Saved entries
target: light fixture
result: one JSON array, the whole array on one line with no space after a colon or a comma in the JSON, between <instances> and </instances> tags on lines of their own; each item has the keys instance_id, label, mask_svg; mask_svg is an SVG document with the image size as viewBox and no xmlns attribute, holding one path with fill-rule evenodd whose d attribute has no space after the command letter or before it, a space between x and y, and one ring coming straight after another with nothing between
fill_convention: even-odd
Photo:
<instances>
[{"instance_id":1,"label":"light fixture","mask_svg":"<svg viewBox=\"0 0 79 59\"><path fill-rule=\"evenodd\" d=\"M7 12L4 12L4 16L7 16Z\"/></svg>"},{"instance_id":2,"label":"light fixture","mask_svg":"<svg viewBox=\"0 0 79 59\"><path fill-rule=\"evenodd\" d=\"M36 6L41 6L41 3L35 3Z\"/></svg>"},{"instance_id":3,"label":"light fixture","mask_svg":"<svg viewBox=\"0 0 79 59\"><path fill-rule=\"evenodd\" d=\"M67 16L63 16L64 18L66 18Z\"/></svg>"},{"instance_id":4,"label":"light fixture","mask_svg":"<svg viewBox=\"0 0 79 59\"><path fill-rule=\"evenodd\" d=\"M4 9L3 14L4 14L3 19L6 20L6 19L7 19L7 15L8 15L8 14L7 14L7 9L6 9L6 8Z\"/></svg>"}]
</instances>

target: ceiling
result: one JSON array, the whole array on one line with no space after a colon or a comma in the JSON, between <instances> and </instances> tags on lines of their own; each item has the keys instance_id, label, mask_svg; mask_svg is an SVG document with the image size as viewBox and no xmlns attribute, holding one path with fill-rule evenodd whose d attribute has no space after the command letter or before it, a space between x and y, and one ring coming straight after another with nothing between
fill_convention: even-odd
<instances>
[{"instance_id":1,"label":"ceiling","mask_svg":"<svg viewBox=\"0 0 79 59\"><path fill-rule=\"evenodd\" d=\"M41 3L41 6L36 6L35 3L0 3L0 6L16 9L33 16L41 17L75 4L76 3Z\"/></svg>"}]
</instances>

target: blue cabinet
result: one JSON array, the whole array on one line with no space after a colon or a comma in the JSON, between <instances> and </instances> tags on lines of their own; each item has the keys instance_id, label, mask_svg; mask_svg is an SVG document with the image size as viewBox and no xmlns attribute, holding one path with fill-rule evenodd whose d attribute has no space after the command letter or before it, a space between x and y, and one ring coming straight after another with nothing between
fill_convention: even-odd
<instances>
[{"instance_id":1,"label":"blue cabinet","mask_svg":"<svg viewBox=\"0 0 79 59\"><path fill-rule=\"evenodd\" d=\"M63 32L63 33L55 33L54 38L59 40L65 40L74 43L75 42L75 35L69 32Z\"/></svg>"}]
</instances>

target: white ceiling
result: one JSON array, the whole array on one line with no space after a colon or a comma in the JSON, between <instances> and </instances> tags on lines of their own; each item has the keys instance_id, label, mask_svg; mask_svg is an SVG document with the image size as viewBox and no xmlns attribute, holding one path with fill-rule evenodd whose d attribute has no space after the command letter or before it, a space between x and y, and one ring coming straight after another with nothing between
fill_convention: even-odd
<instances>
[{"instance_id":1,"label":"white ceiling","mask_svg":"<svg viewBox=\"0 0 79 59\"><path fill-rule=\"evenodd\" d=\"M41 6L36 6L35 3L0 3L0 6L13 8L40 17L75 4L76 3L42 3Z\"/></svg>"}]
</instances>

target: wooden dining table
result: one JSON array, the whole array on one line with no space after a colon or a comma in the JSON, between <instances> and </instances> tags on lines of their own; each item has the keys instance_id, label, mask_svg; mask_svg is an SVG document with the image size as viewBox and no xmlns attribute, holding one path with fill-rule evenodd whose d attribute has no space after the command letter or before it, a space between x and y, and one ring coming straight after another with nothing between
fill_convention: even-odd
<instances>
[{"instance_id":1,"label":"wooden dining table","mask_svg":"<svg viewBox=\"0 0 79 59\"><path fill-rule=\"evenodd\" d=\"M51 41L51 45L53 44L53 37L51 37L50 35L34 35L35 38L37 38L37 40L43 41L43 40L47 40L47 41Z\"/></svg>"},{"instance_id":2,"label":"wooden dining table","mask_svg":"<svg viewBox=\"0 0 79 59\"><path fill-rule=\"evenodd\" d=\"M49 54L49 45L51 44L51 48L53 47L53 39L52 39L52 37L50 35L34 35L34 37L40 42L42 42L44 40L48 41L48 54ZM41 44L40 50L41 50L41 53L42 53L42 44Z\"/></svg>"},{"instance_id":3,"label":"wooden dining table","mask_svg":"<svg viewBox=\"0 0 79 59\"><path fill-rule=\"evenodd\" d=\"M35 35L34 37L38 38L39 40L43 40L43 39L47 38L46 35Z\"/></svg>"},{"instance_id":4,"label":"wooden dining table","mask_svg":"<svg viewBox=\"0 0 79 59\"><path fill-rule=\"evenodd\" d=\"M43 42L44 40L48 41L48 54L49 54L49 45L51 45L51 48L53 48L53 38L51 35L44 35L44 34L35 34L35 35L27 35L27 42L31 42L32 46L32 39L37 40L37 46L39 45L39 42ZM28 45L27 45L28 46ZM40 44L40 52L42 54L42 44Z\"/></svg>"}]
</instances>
==
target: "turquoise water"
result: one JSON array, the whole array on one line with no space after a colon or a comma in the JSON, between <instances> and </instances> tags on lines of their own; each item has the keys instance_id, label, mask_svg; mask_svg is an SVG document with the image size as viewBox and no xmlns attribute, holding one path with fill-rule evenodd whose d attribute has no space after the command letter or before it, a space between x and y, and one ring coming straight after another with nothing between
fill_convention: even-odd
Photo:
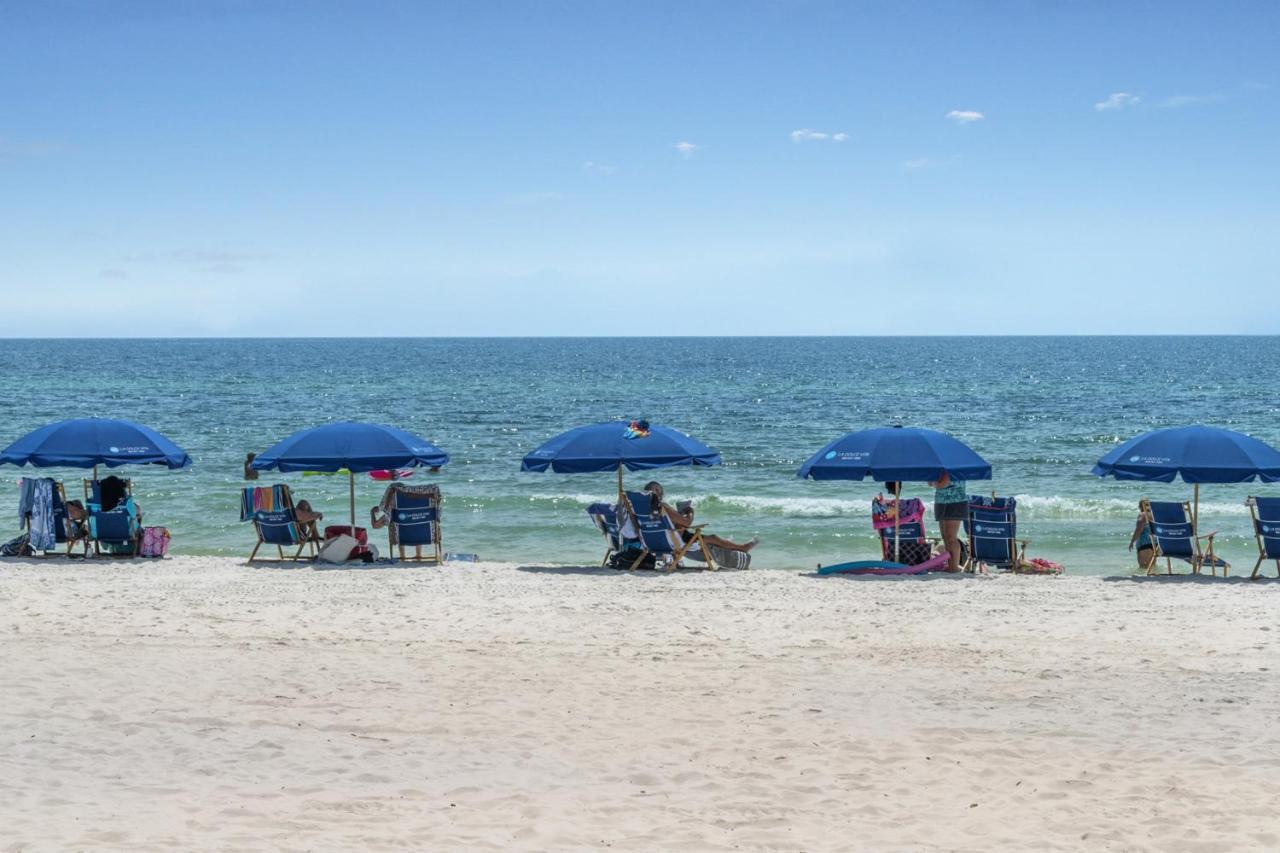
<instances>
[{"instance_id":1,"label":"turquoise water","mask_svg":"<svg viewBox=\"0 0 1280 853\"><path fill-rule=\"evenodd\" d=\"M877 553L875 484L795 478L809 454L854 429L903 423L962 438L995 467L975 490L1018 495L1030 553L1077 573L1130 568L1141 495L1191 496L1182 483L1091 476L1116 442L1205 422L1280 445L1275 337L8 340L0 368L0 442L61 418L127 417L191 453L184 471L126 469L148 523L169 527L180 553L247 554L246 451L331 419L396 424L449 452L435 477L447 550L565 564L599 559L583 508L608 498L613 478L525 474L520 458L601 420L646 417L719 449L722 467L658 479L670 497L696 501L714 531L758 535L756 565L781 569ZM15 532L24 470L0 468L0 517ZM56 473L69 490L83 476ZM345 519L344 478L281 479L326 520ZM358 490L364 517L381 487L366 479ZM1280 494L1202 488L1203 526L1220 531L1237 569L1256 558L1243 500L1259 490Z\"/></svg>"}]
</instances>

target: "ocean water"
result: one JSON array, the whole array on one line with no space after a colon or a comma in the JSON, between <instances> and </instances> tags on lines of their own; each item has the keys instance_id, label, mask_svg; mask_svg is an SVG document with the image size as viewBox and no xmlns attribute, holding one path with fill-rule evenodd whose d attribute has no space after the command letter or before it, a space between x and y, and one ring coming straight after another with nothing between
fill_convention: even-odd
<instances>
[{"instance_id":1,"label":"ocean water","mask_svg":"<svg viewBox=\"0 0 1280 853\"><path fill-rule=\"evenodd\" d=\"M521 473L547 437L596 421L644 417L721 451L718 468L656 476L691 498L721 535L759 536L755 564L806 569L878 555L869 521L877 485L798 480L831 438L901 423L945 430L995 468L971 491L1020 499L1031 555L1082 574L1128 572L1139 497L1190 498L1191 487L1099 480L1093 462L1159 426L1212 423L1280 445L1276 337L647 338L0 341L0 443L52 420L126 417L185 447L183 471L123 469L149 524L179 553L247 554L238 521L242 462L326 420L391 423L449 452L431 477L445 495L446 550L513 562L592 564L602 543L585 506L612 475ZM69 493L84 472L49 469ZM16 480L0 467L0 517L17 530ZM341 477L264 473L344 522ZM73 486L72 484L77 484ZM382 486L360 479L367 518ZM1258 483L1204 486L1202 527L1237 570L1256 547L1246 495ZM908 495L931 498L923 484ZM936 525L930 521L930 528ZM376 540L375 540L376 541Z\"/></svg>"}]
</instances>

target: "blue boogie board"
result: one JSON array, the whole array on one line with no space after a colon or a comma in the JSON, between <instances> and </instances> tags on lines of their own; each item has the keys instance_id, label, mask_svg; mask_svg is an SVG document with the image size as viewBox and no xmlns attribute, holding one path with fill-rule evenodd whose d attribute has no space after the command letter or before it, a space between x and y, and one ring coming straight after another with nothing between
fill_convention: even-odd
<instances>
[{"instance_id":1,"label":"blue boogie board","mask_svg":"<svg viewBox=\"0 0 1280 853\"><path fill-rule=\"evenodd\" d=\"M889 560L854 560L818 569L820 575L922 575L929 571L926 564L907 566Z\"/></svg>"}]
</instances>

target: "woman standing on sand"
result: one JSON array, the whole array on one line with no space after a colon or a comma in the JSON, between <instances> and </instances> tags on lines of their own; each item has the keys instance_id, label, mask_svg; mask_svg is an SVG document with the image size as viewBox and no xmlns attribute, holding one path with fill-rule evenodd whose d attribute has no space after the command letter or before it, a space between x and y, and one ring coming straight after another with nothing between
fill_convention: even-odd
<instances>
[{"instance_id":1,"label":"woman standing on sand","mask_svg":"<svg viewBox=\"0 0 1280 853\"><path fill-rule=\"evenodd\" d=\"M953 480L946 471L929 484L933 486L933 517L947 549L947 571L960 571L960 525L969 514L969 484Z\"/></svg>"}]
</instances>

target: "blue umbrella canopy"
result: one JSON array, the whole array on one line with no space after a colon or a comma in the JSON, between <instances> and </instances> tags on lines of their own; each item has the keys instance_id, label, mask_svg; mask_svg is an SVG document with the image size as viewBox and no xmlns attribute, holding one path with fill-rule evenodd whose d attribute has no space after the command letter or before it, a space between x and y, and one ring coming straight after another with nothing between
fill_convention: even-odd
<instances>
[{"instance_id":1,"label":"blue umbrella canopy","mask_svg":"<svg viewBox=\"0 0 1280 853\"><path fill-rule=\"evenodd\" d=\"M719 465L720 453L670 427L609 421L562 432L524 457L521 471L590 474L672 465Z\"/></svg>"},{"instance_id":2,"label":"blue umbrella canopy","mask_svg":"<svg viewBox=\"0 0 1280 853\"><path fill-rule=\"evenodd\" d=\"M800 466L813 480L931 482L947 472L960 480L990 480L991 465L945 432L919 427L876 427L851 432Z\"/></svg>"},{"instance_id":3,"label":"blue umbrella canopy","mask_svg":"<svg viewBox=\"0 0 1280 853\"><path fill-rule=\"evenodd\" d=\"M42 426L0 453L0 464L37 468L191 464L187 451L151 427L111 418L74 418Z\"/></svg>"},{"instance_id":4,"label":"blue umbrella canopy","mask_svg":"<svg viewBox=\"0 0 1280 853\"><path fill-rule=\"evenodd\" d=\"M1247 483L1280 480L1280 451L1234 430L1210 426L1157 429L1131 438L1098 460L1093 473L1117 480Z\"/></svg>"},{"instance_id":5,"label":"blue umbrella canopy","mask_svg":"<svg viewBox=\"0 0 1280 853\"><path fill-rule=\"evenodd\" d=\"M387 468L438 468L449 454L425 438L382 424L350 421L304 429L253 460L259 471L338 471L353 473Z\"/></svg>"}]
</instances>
...
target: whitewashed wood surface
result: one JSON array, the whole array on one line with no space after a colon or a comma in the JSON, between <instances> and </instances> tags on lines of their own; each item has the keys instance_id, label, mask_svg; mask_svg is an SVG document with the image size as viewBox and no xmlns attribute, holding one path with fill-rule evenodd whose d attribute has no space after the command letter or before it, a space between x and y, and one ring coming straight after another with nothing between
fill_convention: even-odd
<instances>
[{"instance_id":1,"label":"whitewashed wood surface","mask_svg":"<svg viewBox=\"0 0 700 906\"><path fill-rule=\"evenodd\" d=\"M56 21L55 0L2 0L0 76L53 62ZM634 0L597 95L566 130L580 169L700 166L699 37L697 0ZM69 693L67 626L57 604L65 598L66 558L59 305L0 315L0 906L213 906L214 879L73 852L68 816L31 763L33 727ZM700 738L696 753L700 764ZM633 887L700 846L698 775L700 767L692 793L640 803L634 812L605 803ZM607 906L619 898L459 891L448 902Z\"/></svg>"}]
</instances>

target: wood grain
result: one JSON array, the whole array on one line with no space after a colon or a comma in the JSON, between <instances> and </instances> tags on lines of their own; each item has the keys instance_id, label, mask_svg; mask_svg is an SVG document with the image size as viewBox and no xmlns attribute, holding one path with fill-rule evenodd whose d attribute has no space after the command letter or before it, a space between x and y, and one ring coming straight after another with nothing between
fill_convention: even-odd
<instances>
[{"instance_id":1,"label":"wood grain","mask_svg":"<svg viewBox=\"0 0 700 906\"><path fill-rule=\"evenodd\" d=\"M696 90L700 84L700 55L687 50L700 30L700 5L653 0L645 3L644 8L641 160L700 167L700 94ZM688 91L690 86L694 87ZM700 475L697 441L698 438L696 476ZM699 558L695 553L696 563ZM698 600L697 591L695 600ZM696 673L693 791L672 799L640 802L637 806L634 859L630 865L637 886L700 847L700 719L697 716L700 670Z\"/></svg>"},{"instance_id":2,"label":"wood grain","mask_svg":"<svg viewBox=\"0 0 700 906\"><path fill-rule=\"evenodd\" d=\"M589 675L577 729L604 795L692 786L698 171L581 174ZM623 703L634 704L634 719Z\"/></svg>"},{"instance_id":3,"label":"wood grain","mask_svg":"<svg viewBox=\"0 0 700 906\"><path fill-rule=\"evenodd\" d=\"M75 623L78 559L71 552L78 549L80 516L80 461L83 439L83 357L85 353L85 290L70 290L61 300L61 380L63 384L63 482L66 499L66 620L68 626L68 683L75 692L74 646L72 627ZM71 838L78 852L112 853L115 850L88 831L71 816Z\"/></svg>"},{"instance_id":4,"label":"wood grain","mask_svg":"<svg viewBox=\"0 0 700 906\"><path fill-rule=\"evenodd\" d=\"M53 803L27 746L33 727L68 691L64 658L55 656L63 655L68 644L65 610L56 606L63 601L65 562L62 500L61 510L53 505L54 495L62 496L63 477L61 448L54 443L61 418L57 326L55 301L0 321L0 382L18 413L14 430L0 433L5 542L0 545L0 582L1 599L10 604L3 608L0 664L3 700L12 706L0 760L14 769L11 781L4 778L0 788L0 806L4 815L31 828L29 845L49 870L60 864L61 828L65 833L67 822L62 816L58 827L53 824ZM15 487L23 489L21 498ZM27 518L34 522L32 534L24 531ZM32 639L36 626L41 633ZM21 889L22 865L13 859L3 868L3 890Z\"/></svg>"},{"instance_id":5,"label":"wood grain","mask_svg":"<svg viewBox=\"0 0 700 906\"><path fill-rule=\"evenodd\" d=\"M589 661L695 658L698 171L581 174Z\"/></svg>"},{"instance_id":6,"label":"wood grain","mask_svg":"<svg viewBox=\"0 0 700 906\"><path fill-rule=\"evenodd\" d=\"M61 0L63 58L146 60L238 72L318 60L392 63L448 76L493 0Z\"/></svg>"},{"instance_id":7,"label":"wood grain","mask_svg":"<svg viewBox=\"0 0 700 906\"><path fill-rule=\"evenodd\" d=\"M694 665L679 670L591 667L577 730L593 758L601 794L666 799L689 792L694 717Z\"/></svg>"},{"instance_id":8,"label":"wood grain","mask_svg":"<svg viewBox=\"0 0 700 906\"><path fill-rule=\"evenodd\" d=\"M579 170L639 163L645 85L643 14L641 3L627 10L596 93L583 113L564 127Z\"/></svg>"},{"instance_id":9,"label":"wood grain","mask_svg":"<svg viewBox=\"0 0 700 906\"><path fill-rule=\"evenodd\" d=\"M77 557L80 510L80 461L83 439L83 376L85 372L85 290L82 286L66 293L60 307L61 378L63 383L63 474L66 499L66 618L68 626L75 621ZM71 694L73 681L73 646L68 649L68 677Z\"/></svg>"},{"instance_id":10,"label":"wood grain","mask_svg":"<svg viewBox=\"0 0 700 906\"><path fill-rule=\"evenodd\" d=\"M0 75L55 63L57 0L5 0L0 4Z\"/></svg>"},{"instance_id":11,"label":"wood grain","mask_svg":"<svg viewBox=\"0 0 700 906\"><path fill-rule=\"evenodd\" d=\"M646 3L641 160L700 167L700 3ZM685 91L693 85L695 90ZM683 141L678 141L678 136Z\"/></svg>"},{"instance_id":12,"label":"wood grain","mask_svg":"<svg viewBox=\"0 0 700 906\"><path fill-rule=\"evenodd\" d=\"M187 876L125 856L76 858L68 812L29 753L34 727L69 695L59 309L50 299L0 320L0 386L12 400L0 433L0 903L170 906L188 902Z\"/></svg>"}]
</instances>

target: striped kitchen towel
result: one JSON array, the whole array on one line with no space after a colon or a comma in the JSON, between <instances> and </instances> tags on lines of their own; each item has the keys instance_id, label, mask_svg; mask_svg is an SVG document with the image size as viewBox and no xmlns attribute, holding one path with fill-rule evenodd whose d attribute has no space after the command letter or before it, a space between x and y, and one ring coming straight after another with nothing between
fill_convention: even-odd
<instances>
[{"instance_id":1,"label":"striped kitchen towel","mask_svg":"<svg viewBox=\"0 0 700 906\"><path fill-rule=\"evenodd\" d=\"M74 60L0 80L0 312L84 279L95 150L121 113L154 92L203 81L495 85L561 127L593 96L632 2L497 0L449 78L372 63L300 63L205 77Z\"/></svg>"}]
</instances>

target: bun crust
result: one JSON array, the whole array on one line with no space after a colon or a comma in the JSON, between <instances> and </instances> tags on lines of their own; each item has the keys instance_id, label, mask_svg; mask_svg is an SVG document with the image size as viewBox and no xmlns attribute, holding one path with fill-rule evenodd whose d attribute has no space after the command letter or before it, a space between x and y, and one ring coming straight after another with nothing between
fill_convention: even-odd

_Exercise objective_
Look back at the entries above. Retype the line with "target: striped kitchen towel", the line with "target: bun crust", and all lines in between.

_The completed task_
target: striped kitchen towel
result: one JSON array, the whole array on one line with no space after a colon or a comma in the JSON, between <instances> and </instances> tags on lines of their own; each item has the keys instance_id, label, mask_svg; mask_svg is an SVG document with the image size as viewBox and no xmlns attribute, holding one path with fill-rule evenodd whose d attribute has no space after the command letter or before it, a space between x and y, and one ring coming straight after another with nothing between
fill_convention: even-odd
<instances>
[{"instance_id":1,"label":"striped kitchen towel","mask_svg":"<svg viewBox=\"0 0 700 906\"><path fill-rule=\"evenodd\" d=\"M74 60L0 80L0 312L84 279L95 150L121 113L154 92L203 81L495 85L561 127L593 96L632 2L497 0L449 78L372 63L300 63L205 77Z\"/></svg>"}]
</instances>

target: bun crust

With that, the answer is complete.